◆ EXERCISES TO COMPLETE
**a)** Do these statements agree with the NATO alphabet text? Answer yes or no for each, and quote the words that decide it. (i) The NATO phonetic alphabet was designed to make communication easier over radio. (ii) The person who has worked with Brits could follow Cockney rhyming slang at normal speed. (iii) One writer says people who swap in other words usually choose better ones.
**b)** Transcribe the stretch of the NATO alphabet text from "I’ve worked with" through "to go slower." without changing any wording or punctuation.

◆ DOCUMENT SEGMENT
==========

I use NATO. It’s ingrained, and it works well. Often when people substitute other words, they don’t substitute good ones and it doesn’t make things any clearer.

This. If you’re working with people who are familiar with the NATO alphabet (e.g., military people, or any people in a war zone), your communication with them will be less clear if you use alternate words. That’s kind of the whole point of language, to not have everyone use their own words.

I’ve worked with a lot of Brits over the years, so I might be able to understand someone who talked in Cockney rhyming slang. But they’d have to go slower.

Another thing I meant to mention but forgot - The NATO phonetic alphabet was designed to make communication easier over radio, which is often garbled and can drop out. So it’s not just about using words that start with the intended letter, it works because when everyone is using the same standardized alphabet, it has a good chance of being understood even if the listener only hears parts of the words. An example:

“Overwatch Control, Dustoff three-zero”
“Go ahead, three-zero”
staticree zero has a mission reqstatic at coordinstatic Wstatickey staticango Foxtstatic seven-one-thrstatic-six-zerstatic-niner”

==========

◆ STORED ROWS

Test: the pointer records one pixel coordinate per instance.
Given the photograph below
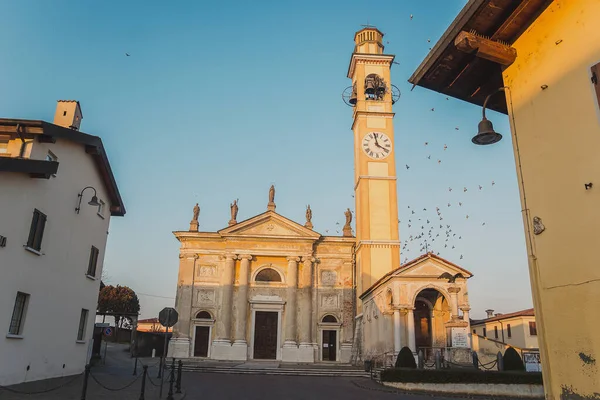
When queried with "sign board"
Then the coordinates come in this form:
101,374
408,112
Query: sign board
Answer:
168,317
460,337
532,362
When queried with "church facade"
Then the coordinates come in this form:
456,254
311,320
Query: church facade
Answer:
272,288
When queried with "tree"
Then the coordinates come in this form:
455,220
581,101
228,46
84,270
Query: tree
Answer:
120,301
405,359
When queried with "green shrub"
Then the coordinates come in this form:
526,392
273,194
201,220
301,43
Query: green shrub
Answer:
405,359
513,361
459,376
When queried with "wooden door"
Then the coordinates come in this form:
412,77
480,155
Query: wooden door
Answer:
265,335
201,341
329,345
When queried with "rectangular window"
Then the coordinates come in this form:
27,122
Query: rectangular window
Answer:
101,206
36,232
18,318
93,262
82,324
532,328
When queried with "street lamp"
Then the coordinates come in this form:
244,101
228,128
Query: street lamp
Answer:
92,202
486,133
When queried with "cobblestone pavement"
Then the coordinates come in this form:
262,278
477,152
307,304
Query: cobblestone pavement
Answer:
115,373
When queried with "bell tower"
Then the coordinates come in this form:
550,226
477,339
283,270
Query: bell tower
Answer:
372,96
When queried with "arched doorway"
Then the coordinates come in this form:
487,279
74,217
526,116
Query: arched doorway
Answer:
422,324
431,312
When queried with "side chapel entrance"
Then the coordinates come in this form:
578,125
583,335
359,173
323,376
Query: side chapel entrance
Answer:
265,335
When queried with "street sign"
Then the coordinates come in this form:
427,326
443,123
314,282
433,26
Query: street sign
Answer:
168,317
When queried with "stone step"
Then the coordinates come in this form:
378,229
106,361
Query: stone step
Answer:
278,371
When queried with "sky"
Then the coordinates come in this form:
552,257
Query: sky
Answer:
219,100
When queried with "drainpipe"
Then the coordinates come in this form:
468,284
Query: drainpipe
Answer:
23,142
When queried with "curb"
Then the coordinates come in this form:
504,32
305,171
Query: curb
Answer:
387,389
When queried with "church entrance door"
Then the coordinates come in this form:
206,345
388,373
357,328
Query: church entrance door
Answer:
201,341
265,335
422,325
329,345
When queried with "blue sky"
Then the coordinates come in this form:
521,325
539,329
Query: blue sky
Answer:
219,100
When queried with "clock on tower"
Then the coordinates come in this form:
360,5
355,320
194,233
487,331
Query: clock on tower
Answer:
371,95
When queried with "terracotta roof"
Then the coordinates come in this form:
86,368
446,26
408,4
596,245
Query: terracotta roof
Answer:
410,264
465,76
523,313
47,132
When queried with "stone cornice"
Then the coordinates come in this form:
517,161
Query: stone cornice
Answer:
365,58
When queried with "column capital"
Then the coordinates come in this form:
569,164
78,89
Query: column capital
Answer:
453,289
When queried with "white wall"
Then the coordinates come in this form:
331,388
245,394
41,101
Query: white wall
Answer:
56,279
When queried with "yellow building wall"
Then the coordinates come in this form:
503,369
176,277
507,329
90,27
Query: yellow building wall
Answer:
556,136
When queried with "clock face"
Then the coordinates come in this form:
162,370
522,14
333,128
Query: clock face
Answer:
377,145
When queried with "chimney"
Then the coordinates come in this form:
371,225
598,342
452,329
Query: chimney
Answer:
68,114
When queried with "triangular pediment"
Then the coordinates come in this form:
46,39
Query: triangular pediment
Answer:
270,224
431,266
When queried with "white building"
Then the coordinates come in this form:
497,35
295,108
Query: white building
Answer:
52,243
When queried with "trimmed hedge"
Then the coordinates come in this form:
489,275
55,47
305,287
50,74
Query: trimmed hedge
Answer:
459,376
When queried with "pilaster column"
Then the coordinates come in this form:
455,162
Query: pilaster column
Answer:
410,316
453,290
224,319
397,331
241,318
305,336
291,310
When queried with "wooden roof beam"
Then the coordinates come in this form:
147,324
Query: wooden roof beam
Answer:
471,42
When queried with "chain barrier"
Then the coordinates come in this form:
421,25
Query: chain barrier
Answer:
113,389
44,390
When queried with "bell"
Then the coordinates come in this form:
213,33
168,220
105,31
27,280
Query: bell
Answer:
369,86
486,134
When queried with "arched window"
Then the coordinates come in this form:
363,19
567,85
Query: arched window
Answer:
329,319
203,315
268,275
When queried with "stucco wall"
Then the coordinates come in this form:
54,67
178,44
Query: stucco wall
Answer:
556,135
56,279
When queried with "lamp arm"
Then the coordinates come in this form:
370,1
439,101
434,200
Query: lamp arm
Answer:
500,89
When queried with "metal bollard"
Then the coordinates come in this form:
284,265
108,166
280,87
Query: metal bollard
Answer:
143,392
475,360
500,361
171,381
85,378
179,372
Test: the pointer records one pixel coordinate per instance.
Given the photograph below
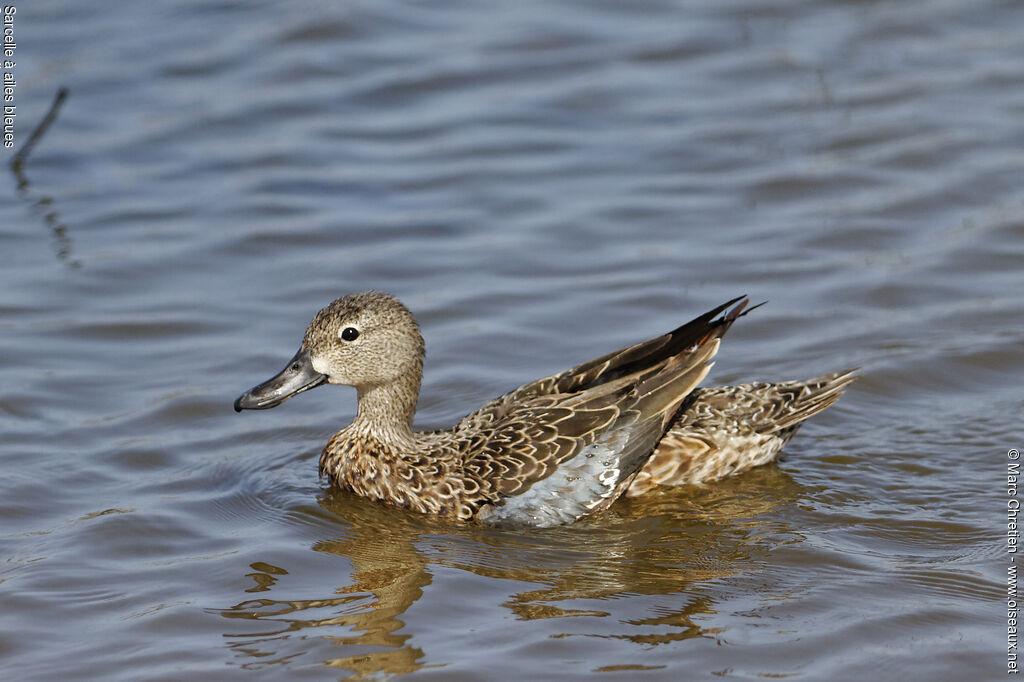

==========

◆ TASK-BY-TASK ANSWERS
**a)**
(i) Yes: "The NATO phonetic alphabet was designed to make communication easier over radio"
(ii) No: "But they’d have to go slower."
(iii) No: "they don’t substitute good ones and it doesn’t make things any clearer"

**b)**
I’ve worked with a lot of Brits over the years, so I might be able to understand someone who talked in Cockney rhyming slang. But they’d have to go slower.